PROBLEM> Quote every line of the material beneath this one.

MATERIALS PROVIDED>

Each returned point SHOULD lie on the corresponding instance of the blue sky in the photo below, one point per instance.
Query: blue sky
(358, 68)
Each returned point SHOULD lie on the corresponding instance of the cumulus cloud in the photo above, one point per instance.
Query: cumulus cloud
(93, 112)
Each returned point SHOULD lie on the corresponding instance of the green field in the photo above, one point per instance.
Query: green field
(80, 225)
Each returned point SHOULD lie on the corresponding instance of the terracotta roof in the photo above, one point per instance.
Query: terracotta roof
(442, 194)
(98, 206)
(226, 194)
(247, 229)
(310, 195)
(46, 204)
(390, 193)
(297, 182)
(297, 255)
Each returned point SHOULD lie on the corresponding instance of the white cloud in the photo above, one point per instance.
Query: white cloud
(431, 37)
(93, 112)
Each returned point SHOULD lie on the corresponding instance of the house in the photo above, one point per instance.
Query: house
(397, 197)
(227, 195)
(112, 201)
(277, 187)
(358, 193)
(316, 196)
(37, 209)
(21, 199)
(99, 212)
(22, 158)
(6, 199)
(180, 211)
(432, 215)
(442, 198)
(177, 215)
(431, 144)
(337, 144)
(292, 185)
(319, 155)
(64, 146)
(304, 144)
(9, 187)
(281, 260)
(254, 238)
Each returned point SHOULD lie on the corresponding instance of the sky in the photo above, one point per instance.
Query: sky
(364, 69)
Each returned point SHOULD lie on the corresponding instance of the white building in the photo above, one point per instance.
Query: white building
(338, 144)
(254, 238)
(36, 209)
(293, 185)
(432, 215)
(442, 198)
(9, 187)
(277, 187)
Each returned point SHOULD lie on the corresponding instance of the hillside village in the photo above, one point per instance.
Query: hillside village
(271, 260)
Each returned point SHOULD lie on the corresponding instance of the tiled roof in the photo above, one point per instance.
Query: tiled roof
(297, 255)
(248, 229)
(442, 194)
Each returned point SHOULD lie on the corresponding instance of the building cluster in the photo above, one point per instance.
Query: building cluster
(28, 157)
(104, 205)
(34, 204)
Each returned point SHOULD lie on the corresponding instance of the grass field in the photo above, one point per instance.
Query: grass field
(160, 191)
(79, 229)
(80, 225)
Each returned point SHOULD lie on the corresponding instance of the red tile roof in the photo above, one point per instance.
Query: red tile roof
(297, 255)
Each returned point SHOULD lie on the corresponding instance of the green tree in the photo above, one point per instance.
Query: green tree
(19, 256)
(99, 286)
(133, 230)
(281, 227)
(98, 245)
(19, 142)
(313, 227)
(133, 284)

RESPONSE TO THIS TASK>
Each returned point SHOULD lie on the corresponding instance of the blue sky in the photo below, one point per instance.
Query: blue sky
(358, 68)
Each returned point SHOULD lie on the corresponding instance of the cumulus cloud in the photo above, one point per instance.
Query: cumulus cloud
(93, 112)
Each returned point SHOULD lie on the corresponding instance of the green field in the photo above, one point per instance.
Query: green field
(80, 225)
Each returned point SHOULD lie on the corresponding instance of the terracotta roof in the photo above, one point per instance.
Query: terracotta roof
(442, 194)
(98, 206)
(226, 194)
(247, 229)
(310, 195)
(46, 204)
(390, 193)
(297, 182)
(297, 255)
Each returned point SHOULD lie on the corresponding instance of the white cloud in the photo above, one point per instance.
Query: white cloud
(431, 37)
(93, 112)
Each returned point SHOULD lie on the corresponding instance of the house in the photo above, one point per instance.
Query: house
(397, 197)
(227, 195)
(112, 201)
(277, 187)
(358, 193)
(316, 196)
(37, 209)
(21, 199)
(99, 212)
(22, 158)
(6, 199)
(180, 211)
(432, 215)
(442, 198)
(177, 215)
(431, 144)
(337, 144)
(292, 185)
(319, 155)
(64, 146)
(304, 144)
(9, 187)
(281, 260)
(254, 238)
Each returned point SHOULD lie on the corresponding instance of the sky in the photo above, one point per instance.
Query: sky
(364, 69)
Each returned point SHOULD lie on the corresponding instance of the white building in the photo above, one point per instance.
Query: white building
(338, 144)
(254, 238)
(36, 209)
(293, 185)
(432, 215)
(442, 198)
(9, 187)
(277, 187)
Each returned point SHOULD lie on the corresponding instance of the hillside village in the photo above, one point per instance.
Query: hillside village
(271, 260)
Each returned point SHOULD lie on the corresponding instance of the tiled roof in the photo above, one point per instance.
Query: tiled roof
(297, 255)
(248, 229)
(442, 194)
Each returned point SHOULD lie on the corresponding instance of the building cluster in the photo above, one point per instance.
Query: building cluster
(28, 157)
(104, 205)
(34, 204)
Each returned point SHOULD lie on the corresponding instance of the grass field in the photo above, one point per instance.
Query: grass field
(160, 191)
(79, 229)
(80, 225)
Each returned point SHOULD lie on the corresponding instance of the red tile roof in the photo above, one point per instance.
Query: red tile roof
(297, 255)
Each returned point SHOULD lie on the corresponding instance of the green tree in the photo above, one point per instance.
Query: green tree
(19, 256)
(99, 286)
(133, 230)
(281, 227)
(98, 245)
(19, 142)
(313, 227)
(133, 284)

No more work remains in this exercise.